═════ The records
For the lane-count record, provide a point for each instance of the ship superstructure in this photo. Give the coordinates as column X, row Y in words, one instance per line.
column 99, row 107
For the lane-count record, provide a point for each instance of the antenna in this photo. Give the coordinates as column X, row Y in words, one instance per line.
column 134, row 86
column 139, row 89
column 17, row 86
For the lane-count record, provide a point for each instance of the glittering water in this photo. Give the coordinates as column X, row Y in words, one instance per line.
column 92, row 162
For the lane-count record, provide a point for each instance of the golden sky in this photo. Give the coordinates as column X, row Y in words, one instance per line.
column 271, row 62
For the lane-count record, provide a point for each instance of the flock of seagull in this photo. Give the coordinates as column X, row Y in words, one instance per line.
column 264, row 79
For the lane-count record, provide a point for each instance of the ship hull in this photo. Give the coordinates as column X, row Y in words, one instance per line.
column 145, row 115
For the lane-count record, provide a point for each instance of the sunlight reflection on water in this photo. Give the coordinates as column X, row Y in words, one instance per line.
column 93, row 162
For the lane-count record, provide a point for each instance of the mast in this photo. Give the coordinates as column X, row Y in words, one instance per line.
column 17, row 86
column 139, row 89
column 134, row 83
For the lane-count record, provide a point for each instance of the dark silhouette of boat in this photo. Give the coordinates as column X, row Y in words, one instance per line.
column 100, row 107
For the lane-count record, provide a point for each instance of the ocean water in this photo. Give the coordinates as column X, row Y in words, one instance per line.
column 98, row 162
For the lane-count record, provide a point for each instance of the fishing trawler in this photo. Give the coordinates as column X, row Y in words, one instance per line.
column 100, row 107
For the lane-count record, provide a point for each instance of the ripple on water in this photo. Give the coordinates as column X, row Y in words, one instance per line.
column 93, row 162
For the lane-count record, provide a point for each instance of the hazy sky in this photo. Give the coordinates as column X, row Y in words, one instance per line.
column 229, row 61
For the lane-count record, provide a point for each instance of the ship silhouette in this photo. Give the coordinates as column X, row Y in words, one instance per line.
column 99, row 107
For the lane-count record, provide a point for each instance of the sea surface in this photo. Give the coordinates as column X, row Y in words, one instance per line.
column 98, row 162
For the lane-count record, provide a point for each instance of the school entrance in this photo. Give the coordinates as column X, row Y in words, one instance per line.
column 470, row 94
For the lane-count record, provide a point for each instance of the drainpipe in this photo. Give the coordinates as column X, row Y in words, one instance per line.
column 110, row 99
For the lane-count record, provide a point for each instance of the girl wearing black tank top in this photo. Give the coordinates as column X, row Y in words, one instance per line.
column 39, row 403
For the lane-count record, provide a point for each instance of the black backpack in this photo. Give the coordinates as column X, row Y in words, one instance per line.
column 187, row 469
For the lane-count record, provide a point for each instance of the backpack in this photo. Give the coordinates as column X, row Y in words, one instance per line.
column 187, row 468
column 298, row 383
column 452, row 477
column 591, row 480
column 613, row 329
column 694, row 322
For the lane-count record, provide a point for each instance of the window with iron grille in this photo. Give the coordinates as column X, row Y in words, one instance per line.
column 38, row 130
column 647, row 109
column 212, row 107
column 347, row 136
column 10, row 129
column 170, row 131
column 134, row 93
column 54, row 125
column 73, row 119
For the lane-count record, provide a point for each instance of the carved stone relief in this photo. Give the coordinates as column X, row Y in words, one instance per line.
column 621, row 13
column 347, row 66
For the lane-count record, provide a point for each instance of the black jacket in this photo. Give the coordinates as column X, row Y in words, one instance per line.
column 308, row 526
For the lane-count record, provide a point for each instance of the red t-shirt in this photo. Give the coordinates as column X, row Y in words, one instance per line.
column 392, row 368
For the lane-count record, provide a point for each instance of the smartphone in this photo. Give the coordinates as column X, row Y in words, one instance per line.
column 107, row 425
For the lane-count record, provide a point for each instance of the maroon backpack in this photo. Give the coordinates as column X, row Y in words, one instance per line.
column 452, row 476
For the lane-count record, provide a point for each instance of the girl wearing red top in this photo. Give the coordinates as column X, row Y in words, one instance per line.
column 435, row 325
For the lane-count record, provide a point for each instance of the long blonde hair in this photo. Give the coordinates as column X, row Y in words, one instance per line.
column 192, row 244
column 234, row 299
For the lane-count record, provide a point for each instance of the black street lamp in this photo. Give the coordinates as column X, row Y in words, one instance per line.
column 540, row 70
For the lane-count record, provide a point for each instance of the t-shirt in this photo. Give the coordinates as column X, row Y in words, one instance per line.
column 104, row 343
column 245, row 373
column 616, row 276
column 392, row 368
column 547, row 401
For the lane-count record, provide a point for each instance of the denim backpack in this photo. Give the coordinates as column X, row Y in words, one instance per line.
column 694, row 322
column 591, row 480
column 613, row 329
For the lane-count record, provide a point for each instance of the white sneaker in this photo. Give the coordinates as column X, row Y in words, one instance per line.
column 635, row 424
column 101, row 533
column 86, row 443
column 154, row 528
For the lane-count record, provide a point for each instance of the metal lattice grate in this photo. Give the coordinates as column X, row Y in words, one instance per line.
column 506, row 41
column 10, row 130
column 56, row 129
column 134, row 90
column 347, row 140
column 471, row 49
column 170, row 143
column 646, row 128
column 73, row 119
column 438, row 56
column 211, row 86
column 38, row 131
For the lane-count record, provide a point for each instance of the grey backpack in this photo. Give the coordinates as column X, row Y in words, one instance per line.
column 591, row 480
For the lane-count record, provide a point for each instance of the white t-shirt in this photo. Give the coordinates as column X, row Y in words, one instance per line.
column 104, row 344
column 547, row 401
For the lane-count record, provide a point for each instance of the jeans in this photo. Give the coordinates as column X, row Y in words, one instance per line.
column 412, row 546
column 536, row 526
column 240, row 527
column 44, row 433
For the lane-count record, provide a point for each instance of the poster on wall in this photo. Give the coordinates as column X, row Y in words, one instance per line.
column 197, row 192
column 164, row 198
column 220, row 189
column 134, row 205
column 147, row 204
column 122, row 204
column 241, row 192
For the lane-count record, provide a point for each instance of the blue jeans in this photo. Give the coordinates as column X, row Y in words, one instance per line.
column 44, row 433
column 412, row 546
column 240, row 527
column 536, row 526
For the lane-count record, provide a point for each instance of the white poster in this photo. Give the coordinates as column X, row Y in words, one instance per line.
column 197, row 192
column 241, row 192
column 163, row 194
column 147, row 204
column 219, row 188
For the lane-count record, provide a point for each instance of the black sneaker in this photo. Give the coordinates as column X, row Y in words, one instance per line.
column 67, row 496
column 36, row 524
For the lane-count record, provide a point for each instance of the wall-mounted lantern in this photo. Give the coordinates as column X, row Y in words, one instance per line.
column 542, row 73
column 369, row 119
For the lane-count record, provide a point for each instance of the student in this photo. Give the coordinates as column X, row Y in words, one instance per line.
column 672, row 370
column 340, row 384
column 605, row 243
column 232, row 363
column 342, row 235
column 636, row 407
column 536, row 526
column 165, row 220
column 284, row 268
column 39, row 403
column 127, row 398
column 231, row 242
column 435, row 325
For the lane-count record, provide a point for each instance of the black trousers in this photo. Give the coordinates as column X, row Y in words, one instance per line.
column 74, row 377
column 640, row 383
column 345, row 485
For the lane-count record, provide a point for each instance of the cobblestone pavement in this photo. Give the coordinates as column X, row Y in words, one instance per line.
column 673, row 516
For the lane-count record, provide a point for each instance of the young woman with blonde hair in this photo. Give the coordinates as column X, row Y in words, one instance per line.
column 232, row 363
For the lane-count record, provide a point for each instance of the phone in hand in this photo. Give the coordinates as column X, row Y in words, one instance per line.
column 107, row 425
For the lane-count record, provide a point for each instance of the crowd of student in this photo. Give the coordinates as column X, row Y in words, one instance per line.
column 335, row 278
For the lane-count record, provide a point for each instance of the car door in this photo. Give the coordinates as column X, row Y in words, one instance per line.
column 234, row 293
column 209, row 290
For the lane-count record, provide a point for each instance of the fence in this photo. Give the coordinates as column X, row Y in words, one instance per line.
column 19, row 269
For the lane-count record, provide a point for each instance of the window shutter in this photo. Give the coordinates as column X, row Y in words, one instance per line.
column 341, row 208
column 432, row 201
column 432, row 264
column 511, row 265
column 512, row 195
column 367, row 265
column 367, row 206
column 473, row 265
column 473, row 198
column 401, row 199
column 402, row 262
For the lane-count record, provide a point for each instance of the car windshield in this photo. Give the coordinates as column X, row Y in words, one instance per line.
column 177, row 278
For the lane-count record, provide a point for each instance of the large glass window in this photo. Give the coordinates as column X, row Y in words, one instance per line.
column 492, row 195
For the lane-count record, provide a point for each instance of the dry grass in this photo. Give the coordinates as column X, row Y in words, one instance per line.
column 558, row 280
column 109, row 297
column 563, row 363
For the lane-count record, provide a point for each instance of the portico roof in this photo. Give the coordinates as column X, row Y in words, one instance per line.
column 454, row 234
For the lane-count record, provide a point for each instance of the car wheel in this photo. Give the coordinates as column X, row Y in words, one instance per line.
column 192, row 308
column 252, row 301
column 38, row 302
══════════
═════ The records
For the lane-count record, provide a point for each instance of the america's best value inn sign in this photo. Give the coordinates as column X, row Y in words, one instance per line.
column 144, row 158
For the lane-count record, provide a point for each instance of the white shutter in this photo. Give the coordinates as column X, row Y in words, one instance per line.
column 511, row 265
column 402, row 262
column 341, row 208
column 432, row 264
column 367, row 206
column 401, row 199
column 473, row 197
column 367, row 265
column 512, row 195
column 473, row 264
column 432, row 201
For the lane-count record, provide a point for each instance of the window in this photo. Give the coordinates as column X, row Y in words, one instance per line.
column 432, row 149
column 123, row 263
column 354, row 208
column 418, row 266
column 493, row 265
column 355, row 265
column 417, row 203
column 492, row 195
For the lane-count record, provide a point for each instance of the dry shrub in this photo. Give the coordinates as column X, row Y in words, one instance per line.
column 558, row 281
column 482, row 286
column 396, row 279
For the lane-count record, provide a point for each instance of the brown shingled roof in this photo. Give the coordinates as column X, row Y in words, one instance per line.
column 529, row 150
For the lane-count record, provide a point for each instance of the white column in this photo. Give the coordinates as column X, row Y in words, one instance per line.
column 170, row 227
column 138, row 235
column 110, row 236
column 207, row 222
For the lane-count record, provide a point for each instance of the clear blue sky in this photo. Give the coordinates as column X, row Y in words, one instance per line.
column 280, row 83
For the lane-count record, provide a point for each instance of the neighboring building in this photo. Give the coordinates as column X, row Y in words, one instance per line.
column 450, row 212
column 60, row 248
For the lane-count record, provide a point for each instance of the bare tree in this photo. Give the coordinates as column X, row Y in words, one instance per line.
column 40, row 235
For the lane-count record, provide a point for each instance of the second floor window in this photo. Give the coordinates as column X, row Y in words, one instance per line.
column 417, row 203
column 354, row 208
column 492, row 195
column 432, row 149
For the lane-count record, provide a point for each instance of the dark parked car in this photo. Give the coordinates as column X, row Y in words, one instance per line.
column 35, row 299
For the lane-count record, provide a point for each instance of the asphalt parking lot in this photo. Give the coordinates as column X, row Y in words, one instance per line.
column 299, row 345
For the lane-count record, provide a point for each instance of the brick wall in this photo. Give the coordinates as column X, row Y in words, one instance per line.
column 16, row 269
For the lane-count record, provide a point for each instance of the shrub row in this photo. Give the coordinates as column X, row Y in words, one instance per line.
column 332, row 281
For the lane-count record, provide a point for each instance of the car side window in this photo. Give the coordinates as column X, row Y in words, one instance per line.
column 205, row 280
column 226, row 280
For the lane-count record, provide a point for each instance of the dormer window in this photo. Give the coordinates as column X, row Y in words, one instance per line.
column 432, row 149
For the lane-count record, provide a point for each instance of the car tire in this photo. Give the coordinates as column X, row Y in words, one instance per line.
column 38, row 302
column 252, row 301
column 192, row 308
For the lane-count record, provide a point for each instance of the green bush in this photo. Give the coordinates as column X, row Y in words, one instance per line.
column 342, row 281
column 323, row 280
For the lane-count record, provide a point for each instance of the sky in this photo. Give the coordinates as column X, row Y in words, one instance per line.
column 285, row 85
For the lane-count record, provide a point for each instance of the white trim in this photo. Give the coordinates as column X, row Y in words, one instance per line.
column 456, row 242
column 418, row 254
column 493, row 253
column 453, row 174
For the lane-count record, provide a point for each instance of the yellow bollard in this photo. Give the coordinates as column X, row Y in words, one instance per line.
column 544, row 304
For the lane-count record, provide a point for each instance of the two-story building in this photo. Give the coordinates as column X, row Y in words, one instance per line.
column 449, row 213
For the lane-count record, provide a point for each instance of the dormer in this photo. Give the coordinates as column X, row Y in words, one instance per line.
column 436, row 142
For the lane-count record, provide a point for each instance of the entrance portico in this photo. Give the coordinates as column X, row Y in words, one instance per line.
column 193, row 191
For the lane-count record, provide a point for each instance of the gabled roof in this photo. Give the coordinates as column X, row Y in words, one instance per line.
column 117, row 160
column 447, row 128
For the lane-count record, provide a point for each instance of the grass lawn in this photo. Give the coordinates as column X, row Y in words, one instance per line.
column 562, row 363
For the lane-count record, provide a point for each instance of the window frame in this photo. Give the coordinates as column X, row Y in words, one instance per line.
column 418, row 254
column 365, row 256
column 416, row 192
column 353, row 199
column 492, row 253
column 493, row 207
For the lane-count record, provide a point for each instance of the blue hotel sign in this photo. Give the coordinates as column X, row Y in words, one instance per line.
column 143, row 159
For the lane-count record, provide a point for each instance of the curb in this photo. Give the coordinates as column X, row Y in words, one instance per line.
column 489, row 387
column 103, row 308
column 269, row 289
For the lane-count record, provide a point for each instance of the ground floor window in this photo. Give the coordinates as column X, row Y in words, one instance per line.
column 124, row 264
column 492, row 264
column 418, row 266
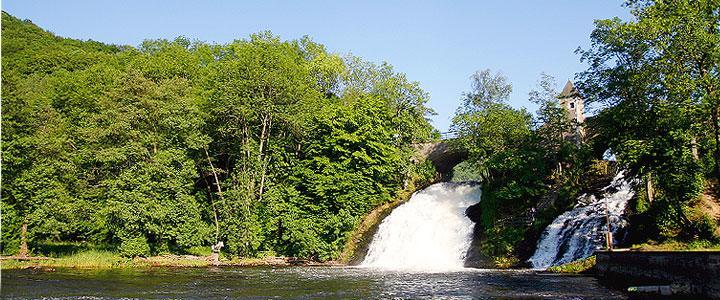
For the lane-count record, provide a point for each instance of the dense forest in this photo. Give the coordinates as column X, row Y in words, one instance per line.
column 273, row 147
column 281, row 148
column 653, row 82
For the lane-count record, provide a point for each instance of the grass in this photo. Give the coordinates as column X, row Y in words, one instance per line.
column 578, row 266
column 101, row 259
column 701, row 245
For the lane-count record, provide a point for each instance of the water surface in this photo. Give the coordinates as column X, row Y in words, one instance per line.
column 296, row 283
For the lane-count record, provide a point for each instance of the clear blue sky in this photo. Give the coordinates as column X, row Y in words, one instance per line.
══════════
═════ The records
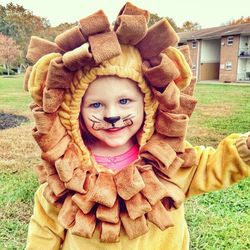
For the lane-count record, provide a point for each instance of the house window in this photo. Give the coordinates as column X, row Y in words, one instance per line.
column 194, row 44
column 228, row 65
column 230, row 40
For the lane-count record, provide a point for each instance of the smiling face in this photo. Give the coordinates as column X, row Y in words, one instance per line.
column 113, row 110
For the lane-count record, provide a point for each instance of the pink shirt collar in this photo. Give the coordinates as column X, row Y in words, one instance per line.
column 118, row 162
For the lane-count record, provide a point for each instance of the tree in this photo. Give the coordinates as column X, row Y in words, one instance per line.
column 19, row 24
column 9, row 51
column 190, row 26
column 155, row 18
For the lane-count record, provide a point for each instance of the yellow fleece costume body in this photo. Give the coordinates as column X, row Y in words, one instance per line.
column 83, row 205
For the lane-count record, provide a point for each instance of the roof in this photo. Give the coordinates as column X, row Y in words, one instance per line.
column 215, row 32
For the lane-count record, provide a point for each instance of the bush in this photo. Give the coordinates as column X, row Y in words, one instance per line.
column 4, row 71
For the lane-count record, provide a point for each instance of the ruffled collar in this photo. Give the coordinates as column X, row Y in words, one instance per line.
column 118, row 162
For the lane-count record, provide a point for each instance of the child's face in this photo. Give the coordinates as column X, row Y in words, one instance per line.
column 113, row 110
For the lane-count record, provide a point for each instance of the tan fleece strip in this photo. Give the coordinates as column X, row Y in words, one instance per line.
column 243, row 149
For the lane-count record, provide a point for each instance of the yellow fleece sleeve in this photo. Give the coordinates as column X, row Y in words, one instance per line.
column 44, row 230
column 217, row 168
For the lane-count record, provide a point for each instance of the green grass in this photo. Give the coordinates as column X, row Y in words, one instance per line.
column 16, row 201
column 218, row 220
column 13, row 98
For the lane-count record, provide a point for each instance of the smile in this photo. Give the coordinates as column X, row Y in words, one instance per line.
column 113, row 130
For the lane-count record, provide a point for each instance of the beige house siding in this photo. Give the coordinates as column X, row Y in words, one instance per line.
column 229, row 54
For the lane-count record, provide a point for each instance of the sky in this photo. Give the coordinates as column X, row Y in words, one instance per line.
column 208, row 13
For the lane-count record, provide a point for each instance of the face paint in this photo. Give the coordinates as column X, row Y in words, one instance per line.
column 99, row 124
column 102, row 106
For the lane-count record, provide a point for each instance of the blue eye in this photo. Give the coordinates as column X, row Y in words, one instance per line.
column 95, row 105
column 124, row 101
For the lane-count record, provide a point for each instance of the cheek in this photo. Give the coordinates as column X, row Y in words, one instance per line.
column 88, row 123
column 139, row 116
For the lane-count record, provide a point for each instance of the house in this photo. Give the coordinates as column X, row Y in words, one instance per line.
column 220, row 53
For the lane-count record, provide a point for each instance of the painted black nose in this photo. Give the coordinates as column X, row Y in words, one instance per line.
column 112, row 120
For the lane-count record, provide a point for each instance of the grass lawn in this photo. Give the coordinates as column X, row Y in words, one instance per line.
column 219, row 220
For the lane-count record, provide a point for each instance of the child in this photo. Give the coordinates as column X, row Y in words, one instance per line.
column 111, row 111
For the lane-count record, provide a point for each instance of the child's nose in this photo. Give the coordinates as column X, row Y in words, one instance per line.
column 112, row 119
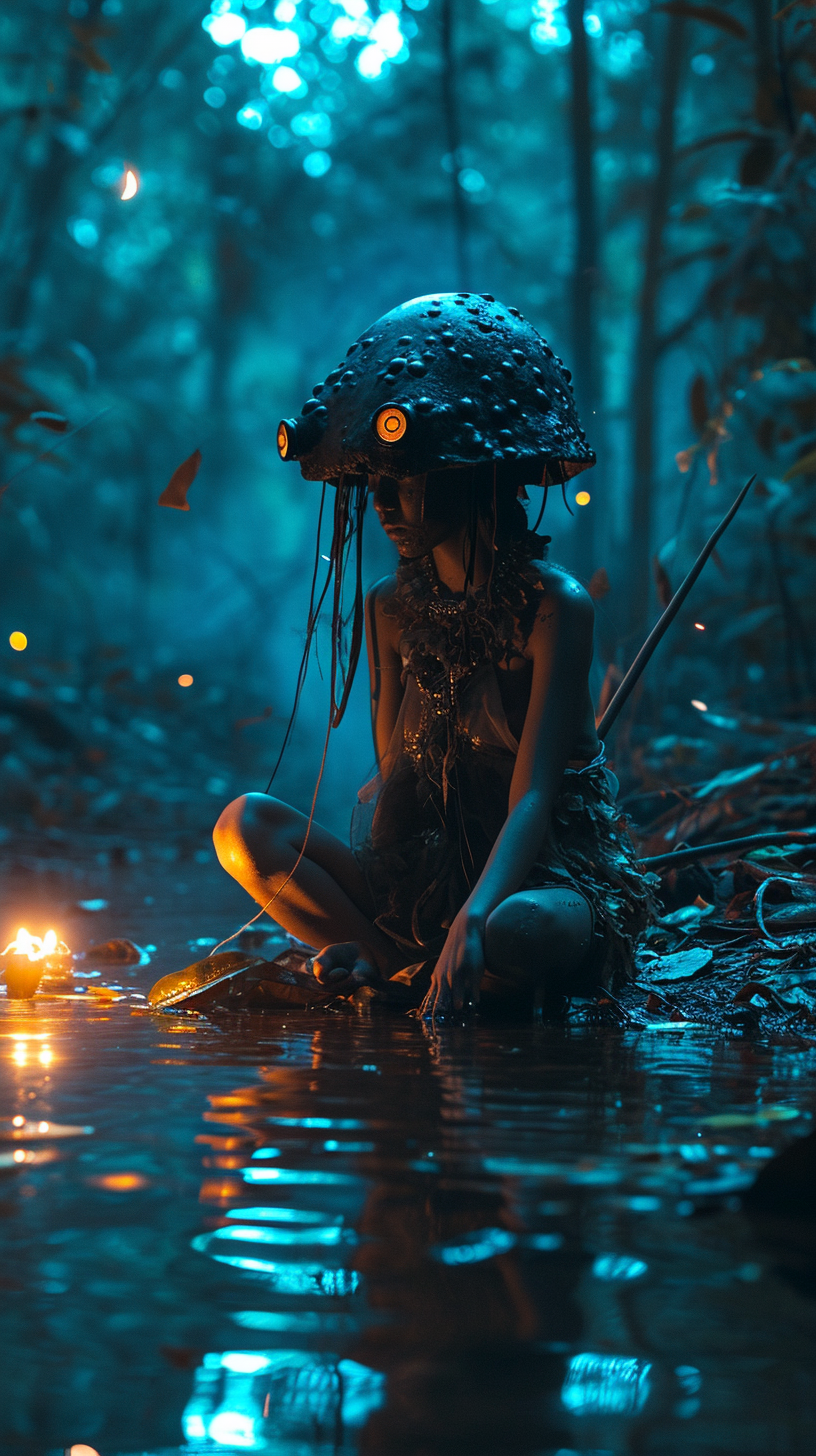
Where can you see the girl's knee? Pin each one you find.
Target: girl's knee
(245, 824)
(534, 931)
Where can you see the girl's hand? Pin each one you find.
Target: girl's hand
══════════
## Task objective
Using the listing, filter for "Where" and return the matching lines.

## Answer box
Where can you see the girl's knee? Pin each one you find.
Where can you see the girl's hand? Pin each one you find.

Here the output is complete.